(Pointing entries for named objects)
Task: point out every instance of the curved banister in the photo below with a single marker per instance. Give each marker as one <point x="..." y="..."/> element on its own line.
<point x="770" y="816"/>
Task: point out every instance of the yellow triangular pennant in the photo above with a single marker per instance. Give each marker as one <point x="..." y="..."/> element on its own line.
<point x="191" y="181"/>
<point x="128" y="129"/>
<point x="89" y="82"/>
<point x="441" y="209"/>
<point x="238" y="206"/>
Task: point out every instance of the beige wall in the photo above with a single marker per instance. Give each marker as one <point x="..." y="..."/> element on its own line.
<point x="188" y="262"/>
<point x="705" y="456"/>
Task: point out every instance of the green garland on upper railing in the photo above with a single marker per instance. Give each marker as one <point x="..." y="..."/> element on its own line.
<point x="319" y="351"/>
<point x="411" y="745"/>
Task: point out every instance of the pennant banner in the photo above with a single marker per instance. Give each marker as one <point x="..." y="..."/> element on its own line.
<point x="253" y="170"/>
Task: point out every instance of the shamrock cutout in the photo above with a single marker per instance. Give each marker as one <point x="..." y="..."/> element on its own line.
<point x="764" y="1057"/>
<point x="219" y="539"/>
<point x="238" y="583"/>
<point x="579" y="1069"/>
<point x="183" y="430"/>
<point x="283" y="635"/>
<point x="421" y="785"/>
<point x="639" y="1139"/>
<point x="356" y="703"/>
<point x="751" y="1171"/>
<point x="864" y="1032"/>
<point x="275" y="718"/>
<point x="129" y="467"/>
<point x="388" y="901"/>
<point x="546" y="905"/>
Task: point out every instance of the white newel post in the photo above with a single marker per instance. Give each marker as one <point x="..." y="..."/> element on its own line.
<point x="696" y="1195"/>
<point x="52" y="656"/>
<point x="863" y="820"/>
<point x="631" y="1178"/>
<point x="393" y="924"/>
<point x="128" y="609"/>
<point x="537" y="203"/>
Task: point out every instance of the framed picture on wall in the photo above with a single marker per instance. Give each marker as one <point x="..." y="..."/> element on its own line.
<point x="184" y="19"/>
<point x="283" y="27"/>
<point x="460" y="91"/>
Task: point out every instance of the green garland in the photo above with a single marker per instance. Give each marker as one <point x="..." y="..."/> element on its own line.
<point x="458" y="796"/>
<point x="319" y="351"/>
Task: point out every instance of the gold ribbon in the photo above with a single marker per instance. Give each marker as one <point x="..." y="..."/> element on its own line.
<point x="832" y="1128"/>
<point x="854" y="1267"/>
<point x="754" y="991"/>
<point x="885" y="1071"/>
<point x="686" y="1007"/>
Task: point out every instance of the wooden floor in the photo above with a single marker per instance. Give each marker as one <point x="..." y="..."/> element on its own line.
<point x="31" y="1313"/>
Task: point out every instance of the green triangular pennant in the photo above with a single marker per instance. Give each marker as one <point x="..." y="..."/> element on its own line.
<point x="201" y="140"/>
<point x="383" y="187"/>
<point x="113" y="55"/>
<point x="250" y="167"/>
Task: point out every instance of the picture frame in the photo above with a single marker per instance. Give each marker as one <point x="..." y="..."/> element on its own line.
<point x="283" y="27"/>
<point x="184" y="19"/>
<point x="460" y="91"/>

→ GIVEN TASK: Render the data above as a JSON list of strings with one string for each line, omitting any blank lines.

→ COMPLETE RESPONSE:
[
  "Task: point out every instance of the curved banister in the photo below with a single marker per instance. Give each marker as one <point x=\"...\" y=\"...\"/> element on its own line.",
  "<point x=\"770\" y=\"816\"/>",
  "Task: point out every instance of the yellow triangular pennant in the photo above with a single marker per instance. Give each marker as one <point x=\"...\" y=\"...\"/> element on its own line.",
  "<point x=\"191\" y=\"181\"/>",
  "<point x=\"128\" y=\"129\"/>",
  "<point x=\"89\" y=\"82\"/>",
  "<point x=\"441\" y=\"209\"/>",
  "<point x=\"238\" y=\"206\"/>",
  "Task: point out every instance of the beige wall in the photo above with a single marker per instance. Give each marker as one <point x=\"...\" y=\"...\"/> element on its own line.",
  "<point x=\"188\" y=\"262\"/>",
  "<point x=\"705\" y=\"456\"/>",
  "Task: point out every instance of the green garland on upper railing in the photo above with a single marker per instance. Give each marker as one <point x=\"...\" y=\"...\"/> element on its own line.",
  "<point x=\"319\" y=\"351\"/>",
  "<point x=\"411\" y=\"745\"/>",
  "Task: point out every instance of the pennant banner in the photo above with a single marker per instance. Give each marker as one <point x=\"...\" y=\"...\"/> element on its own line.",
  "<point x=\"253\" y=\"170\"/>",
  "Task: point out every instance of the shamrock cutout in the photo above with a single marker per instance. Give each marker as one <point x=\"...\" y=\"...\"/> element on its own line.",
  "<point x=\"764\" y=\"1057\"/>",
  "<point x=\"219\" y=\"539\"/>",
  "<point x=\"238\" y=\"583\"/>",
  "<point x=\"579\" y=\"1069\"/>",
  "<point x=\"183\" y=\"430\"/>",
  "<point x=\"283\" y=\"635\"/>",
  "<point x=\"421\" y=\"785\"/>",
  "<point x=\"639\" y=\"1139\"/>",
  "<point x=\"356\" y=\"703\"/>",
  "<point x=\"751\" y=\"1171\"/>",
  "<point x=\"864\" y=\"1032\"/>",
  "<point x=\"275\" y=\"718\"/>",
  "<point x=\"129\" y=\"467\"/>",
  "<point x=\"388\" y=\"901\"/>",
  "<point x=\"546\" y=\"905\"/>",
  "Task: point out every instance of the white newel post in the photo above with a single marker per instance. Give each marker as one <point x=\"...\" y=\"...\"/> element on its own line.",
  "<point x=\"696\" y=\"1195\"/>",
  "<point x=\"52\" y=\"656\"/>",
  "<point x=\"863\" y=\"820\"/>",
  "<point x=\"631\" y=\"1178\"/>",
  "<point x=\"393\" y=\"924\"/>",
  "<point x=\"128\" y=\"609\"/>",
  "<point x=\"537\" y=\"203\"/>",
  "Task: point out every instance of the framed picture on wall in the photo above with a single marker per instance. Give each marker as one <point x=\"...\" y=\"...\"/> element on its own line.",
  "<point x=\"184\" y=\"19\"/>",
  "<point x=\"283\" y=\"27\"/>",
  "<point x=\"460\" y=\"91\"/>",
  "Task: point out every instance of the green garland in the photo above with a single marker per instance. Give each marker as one <point x=\"...\" y=\"...\"/> element on its own line.",
  "<point x=\"458\" y=\"796\"/>",
  "<point x=\"319\" y=\"351\"/>",
  "Task: point out every instance of the gold ribbon in the photo above with a single marker per instance. Give each marker as one <point x=\"...\" y=\"...\"/> element on its own line.",
  "<point x=\"832\" y=\"1128\"/>",
  "<point x=\"854\" y=\"1267\"/>",
  "<point x=\"754\" y=\"991\"/>",
  "<point x=\"885\" y=\"1071\"/>",
  "<point x=\"686\" y=\"1007\"/>",
  "Task: point out every instance of the wooden floor in the photo above with a single marker per instance. Give each marker as one <point x=\"...\" y=\"...\"/> element on its own line.",
  "<point x=\"31\" y=\"1313\"/>",
  "Task: point out every instance of the green triangular pennant in the photo above with a single marker per instance. Give each marker as one <point x=\"...\" y=\"...\"/> element on its own line.",
  "<point x=\"201\" y=\"140\"/>",
  "<point x=\"383\" y=\"187\"/>",
  "<point x=\"113\" y=\"55\"/>",
  "<point x=\"250\" y=\"167\"/>",
  "Task: point out every instance of the picture frame in the photo above with a single marker per instance. Give each marker as one <point x=\"...\" y=\"...\"/> element on its own line.",
  "<point x=\"283\" y=\"27\"/>",
  "<point x=\"184\" y=\"19\"/>",
  "<point x=\"460\" y=\"91\"/>"
]